### GOAL OF THE EXERCISE
Without changing anything, transcribe all of the entries.

### Source records
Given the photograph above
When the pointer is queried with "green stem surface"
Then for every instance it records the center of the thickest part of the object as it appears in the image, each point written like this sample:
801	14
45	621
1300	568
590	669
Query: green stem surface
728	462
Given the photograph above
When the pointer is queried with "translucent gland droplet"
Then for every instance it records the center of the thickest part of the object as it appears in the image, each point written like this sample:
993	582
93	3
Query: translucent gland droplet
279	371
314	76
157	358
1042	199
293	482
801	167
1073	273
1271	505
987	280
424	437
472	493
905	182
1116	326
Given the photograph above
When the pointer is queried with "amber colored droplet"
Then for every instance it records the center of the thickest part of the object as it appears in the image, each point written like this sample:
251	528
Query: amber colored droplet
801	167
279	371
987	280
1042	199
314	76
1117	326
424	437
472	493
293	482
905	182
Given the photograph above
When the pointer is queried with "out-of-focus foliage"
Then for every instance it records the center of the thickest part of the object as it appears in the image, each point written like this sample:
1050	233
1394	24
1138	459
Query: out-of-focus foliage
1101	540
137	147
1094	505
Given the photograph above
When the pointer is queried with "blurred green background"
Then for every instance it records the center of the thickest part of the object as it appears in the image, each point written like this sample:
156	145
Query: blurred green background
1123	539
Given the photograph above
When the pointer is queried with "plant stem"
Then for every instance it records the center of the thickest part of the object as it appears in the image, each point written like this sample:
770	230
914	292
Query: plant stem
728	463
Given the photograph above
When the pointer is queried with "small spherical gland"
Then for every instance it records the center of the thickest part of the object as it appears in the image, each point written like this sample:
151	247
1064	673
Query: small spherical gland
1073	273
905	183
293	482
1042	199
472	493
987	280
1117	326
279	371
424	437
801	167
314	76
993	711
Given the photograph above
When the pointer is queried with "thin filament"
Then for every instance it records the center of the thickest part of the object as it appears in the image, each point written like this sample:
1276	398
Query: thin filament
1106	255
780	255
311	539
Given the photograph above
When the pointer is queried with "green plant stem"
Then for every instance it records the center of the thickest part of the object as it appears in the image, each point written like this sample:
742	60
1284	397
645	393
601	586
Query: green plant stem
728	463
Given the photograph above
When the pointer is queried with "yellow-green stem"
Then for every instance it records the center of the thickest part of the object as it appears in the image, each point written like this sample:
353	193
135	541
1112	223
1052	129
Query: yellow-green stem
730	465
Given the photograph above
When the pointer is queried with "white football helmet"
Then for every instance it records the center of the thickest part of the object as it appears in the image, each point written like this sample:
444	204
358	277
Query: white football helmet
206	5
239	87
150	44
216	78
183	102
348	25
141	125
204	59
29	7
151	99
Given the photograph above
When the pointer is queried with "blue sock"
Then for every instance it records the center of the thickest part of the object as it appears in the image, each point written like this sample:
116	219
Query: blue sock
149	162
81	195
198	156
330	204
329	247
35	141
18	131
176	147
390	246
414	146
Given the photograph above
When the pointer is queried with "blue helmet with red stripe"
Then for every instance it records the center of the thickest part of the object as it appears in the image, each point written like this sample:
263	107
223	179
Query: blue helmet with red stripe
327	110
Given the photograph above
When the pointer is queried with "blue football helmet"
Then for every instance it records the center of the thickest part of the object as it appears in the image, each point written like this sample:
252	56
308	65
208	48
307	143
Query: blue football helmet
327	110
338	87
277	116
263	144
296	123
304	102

### EXERCISE ANSWER
Given the photograph above
When the pointer is queried with "green stem surface"
Then for every instance it records the center of the thickest part of the object as it appears in the image, each point written like this sample:
801	14
45	621
1300	568
590	669
Query: green stem surface
728	462
Given the photograph above
When the pointer is queried with "translucent gland droplet"
Then for every instance it records the center of the thickest part of the object as it appears in the image, each point written like this sample:
993	582
93	3
Query: translucent gland droplet
279	371
314	76
157	358
1042	199
293	482
801	167
1073	273
1271	505
987	280
424	437
472	493
905	182
1116	326
Given the photograph above
When the pointer is queried with "amber colored droplet"
Then for every instance it records the center of the thickest part of the object as it appears in the image, each point written like this sample:
251	528
Query: amber colored droplet
801	167
279	371
987	280
1042	199
314	76
1117	326
424	437
472	493
293	482
905	182
Given the photograph above
When the pointer is queried with "out-of-focus foliage"
Then for every instance it records the center of the thickest part of the object as it appears in the image, each point written like this sample:
1050	233
1394	24
1138	459
Query: out-of-focus foliage
1101	540
137	147
1094	505
Given the photograph above
When the pointer is queried with "blurred green background"
Then for every instance it records the center of the thickest part of the object as it appears in the image, each point written like this sample:
156	145
Query: blurred green background
1123	539
Given the photograph above
When the pointer is queried with "plant stem"
Then for every instance it records the center of the thickest part of the object as it appears in the image, each point written like this sample:
770	230
914	292
Query: plant stem
728	463
Given the photograph above
When the pointer is queried with "small spherical gland"
Then for every instance it records the center of the thickest part of the object as it appears in the image, each point written like this sample:
151	247
1064	673
Query: small spherical gland
1073	273
905	183
293	482
1042	199
472	493
987	280
1117	326
279	371
424	437
801	167
314	76
993	711
Given the photograph above
When the pointer is queried with "thin filament"
Then for every instance it records the center of the thickest part of the object as it appears in the image, each point written like this sample:
1276	398
Query: thin filament
1106	255
780	255
311	539
Given the photograph above
When the pointer is queried with "green plant stem"
Then for every instance it records the center of the thickest part of the object as it appears in the image, each point written like this sample:
742	60
1284	397
645	393
601	586
Query: green plant stem
728	463
Given the photograph above
When the pointer is queried with "yellow-green stem"
Then for every instance it records the center of the thickest part of the object as it appears in the image, each point written like this sample:
353	193
135	541
1112	223
1052	129
Query: yellow-green stem
730	465
Given the photograph above
When the pointer is queried with "white football helmet"
Then for every instance it records the center of the thickest part of the object as it appears in the image, each point written like this sample:
444	204
358	277
Query: white football helmet
206	5
239	87
150	44
216	78
183	102
348	25
141	125
204	59
29	7
151	99
Given the photograph above
When the pointer is queried with "blue sock"
Then for every instance it records the center of the thickest part of the object as it appears in the image, each point written like this sample:
116	219
Query: blue sock
149	162
81	195
198	156
330	204
329	247
35	141
18	131
176	147
390	246
414	146
Given the photograph above
When the pointer is queried with "blue helmet with red stripe"
Then for every instance it records the center of the thickest part of the object as it appears in the image, each point written like this sample:
263	107
223	179
Query: blue helmet with red stripe
327	110
Given the photograph above
When the pointer is queried with "blue football helmet"
Then for every instance it records the center of the thickest part of the object as it appears in the image, each point written like this sample:
252	56
308	65
208	48
307	143
Query: blue football helmet
327	110
338	87
277	116
263	144
296	123
304	102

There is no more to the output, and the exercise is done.